Мне пора было уже идти навстречу ночным купаниям, крепкому спиртному и прочим пионервожатским радостям, у меня был режим развлечений в конце концов, и меня ждали. Наконец, без четверти двенадцать, я, злясь, засунулся в буйную палату. Две тени моментально метнулись под одеяла и все сделали вид, что спят. Я стоял. Наконец мне показалось, что я услышал всхлипывания. Включил свет. «Та-а-а-а-к. Па-а-а-чему не спим?» Нет ответа. Только мелко потрушивает одеяло над укрывшейся почему-то с головой Светой. «Света, встаем». «Отвернитесь», — говорит. Хорошо. Конечно.
Света, самая маленькая девочка в моем отряде, будто просвечивала. Говорила мало и тихо, волосы имела длинные и золотые, глаза поднимала редко. 12 лет. Ангел.
Встает Светлана. Приподнимаю одеяло и в ту же секунду понимаю, что я уже в тюрьме одной ногой. По простыне ползет большое пятно крови. «Что случилось, девочки?» — Я уже забыл о несостоявшихся ночных радостях. Молчат. Трусил я их, короче, минут десять. Выяснил. Течет кровь у Светочки вот почему-то. Ек-макарек. Света уже сидит. Цвета сливочного масла. У меня мысли сразу — пиздец, маточное кровотечение-травма-изнасилование. Телефонов мобильных тогда еще не было. «Пойдем в медпункт», — говорю. Не может она идти.
Короче, беру я ее на руки и несу сквозь ночь, мимо моря в больничку. Километр где-то. А сам молюсь, чтоб ничего серьезного. Луна, море, цикады. Донес. Пока доктор осматривал единственную пациентку, курю бамбук. Вот доктор вышел. «Валера, чего там?» — спрашиваю. Он смотрит на меня долго и наконец раскрывает рот. «Ты, — говорит, — дурак? — Чего это ты, Валера, еп? — У нее первые месячные. Мать, дура сельская, не объяснила ей ни хера, все очень болезненно, вот она и испугалась до смерти». Я думаю: «ну, хорош герой. Не узнал бы никто, главное».
————————
## Задание
Повторите слово в слово часть отрывка от «Света, самая маленькая» до «может она идти.».

## Данные для задания
————————
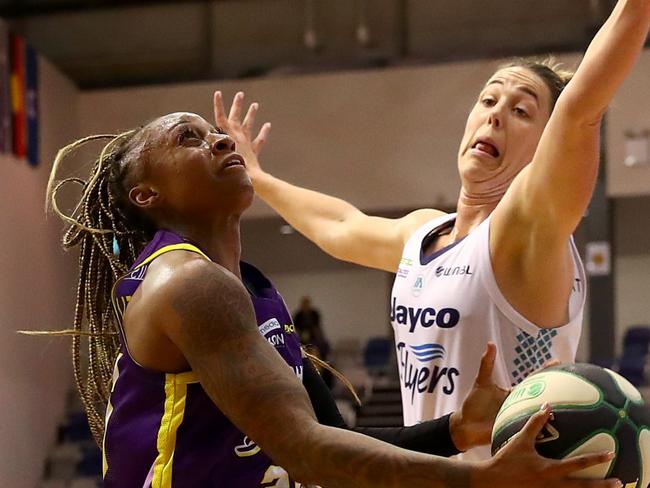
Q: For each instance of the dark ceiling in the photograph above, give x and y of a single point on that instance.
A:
(105, 43)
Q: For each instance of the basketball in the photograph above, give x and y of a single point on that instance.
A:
(594, 409)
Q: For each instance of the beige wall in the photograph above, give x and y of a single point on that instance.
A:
(36, 292)
(630, 111)
(381, 139)
(353, 303)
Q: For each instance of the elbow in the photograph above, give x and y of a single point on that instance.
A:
(301, 460)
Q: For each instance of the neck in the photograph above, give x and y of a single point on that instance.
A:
(218, 237)
(473, 208)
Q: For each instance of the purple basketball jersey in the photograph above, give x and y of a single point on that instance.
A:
(162, 430)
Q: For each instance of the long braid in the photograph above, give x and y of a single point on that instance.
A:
(101, 216)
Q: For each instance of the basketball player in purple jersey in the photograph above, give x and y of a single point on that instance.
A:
(197, 370)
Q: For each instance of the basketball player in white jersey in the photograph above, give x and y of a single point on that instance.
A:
(503, 267)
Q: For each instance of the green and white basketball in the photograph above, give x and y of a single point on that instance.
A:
(594, 409)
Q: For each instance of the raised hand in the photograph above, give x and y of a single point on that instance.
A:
(472, 425)
(518, 464)
(242, 130)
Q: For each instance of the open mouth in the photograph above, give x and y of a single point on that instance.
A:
(486, 147)
(234, 160)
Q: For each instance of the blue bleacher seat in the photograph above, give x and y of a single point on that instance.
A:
(636, 345)
(376, 355)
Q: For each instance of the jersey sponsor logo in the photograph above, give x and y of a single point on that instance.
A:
(577, 285)
(443, 271)
(417, 287)
(298, 370)
(269, 325)
(445, 318)
(428, 352)
(247, 448)
(420, 379)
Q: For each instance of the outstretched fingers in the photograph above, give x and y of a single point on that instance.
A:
(220, 118)
(572, 483)
(249, 120)
(236, 107)
(262, 137)
(576, 463)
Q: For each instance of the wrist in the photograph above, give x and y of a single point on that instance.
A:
(458, 432)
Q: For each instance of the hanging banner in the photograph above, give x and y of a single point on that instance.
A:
(31, 104)
(17, 59)
(6, 139)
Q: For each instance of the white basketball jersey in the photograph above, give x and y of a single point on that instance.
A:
(446, 306)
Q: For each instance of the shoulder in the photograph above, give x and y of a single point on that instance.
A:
(184, 282)
(411, 222)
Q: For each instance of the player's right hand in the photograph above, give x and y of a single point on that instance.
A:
(518, 465)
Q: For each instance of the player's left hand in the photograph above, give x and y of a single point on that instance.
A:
(240, 130)
(472, 424)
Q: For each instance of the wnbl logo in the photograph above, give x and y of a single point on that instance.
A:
(445, 318)
(425, 379)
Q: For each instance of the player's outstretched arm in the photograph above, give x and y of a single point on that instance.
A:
(531, 226)
(207, 313)
(551, 195)
(336, 226)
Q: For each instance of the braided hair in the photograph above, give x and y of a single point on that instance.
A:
(552, 73)
(110, 234)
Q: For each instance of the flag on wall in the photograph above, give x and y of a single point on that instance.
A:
(19, 124)
(6, 144)
(17, 52)
(31, 104)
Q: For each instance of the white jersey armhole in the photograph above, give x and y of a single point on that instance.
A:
(487, 275)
————————
## Ожидаемый ответ
Света, самая маленькая девочка в моем отряде, будто просвечивала. Говорила мало и тихо, волосы имела длинные и золотые, глаза поднимала редко. 12 лет. Ангел.
Встает Светлана. Приподнимаю одеяло и в ту же секунду понимаю, что я уже в тюрьме одной ногой. По простыне ползет большое пятно крови. «Что случилось, девочки?» — Я уже забыл о несостоявшихся ночных радостях. Молчат. Трусил я их, короче, минут десять. Выяснил. Течет кровь у Светочки вот почему-то. Ек-макарек. Света уже сидит. Цвета сливочного масла. У меня мысли сразу — пиздец, маточное кровотечение-травма-изнасилование. Телефонов мобильных тогда еще не было. «Пойдем в медпункт», — говорю. Не может она идти.